(Beginning of Provided text)

Exclusive: Digital Realty Sells Huge Healthcare, Data Center Building in Philly
Deal is biggest of three this year, as company continues to sell “non-core” properties
Digital Realty has sold a 14-story mixed-use building in downtown Philadelphia for $161 million to a national healthcare-oriented real estate investment trust, company executives told Data Center Knowledge. This is Digital’s third transaction this year, as the company continues to sell off properties it doesn’t consider core to its strategy.
The building has some retail, telecommunications, and data center tenants, but most of its 700,000-plus square feet is occupied by medical offices. Bought by the San Francisco-based data center provider and developer in 2005, it is a prime example of what the company describes as “non-core” properties in its portfolio it has been getting rid of in an initiative announced last year.
Indicative of the changes affecting the entire data center provider industry, Digital, one of the world’s largest data center landlords, has been going through a major transformation. In addition to optimizing its asset portfolio, the company, whose business has historically relied on big space-and-power leases, has been pursuing a strategy of partnering with providers that can add value to its buildings by offering tenants things like managed hosting, cloud, or cloud connectivity services. It has also placed more emphasis on retail colocation business than it has done in the past.

(End of Provided text)
(Beginning of Extracted material)

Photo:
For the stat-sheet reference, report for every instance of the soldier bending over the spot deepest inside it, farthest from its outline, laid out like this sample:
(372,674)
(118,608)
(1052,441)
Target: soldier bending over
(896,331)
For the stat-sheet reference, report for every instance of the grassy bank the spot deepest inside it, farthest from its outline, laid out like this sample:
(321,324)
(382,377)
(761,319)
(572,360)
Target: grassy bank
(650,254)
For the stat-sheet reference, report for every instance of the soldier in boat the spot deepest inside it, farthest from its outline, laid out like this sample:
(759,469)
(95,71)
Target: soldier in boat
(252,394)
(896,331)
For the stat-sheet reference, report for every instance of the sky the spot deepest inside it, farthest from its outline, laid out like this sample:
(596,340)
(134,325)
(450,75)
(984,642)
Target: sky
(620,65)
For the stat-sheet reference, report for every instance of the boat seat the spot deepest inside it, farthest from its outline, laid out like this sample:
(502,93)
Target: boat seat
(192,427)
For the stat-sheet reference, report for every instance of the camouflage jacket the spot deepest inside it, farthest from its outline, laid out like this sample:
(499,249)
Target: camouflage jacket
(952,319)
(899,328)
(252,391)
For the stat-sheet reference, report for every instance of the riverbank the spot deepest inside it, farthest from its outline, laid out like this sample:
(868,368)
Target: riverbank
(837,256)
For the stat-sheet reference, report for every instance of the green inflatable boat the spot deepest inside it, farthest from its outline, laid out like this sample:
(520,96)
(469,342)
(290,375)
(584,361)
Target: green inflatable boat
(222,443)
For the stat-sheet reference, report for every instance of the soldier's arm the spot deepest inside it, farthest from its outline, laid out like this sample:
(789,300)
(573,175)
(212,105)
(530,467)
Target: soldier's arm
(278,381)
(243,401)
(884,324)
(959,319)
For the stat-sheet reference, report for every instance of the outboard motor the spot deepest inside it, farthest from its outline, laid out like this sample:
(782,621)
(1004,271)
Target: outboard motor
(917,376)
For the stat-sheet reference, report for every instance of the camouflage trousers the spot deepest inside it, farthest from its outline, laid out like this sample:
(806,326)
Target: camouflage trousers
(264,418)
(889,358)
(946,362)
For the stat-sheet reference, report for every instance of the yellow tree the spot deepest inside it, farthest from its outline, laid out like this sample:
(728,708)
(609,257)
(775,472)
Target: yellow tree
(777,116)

(End of Extracted material)

» **Work to complete**
(1) According to the Digital Realty article, what types of tenants occupy most of the Philadelphia building's space?
(2) Resume the article on Digital Realty's Philadelphia building sale from where it stops.

» **Exercise responses**
(1) Medical offices occupy most of its more than 700,000 square feet.

(2)
New C-Level Exec Team in Place
There have been big changes at the top of Digital’s management team as well, starting with the departure of its founding CEO Michael Foust in March 2014. The company’s long-time CFO William Stein was appointed permanent CEO last November.
Just this April, Digital appointed Andrew Power, a former Bank of America Merrill Lynch exec, to replace Stein in the CFO role, and former CoreSite COO Jarrett Appleby became COO at Digital. Also in April, the company appointed Michael Henry, who previously served as CIO at Rovi, as the first CIO in its history.
Demand for Healthcare Space Outpaces Data Center Demand in Philly
With a new senior leadership team in place, Digital continues to dispose of real-estate assets that are not essential to its newly refined strategy.
As the healthcare sector in and around Philadelphia grew, driving demand for medical offices in the market, the building at 833 Chestnut St. picked up more traction over time among healthcare tenants than it did among data center tenants, Peter Rosenbaum, vice president of acquisitions and investments at Digital, said. It is adjacent to the main building of the Thomas Jefferson University Hospital, and its location has proven to be a deciding factor in its fate.
Today, only between five percent and 10 percent of the building is occupied by data center space, including a meet-me room. The sale to a national healthcare-oriented REIT, whose name Digital execs declined to disclose, doesn’t mean companies that are taking data center space there will become second-class tenants, Michael Darragh, senior vice president of acquisitions and investments at Digital, assured.
“Most of these data center clients are also clients in [our] other buildings,” he said. “We don’t want to leave them with a bad taste in their mouth.”
The building’s new owner has hired a national company that will take over management of the data center space there.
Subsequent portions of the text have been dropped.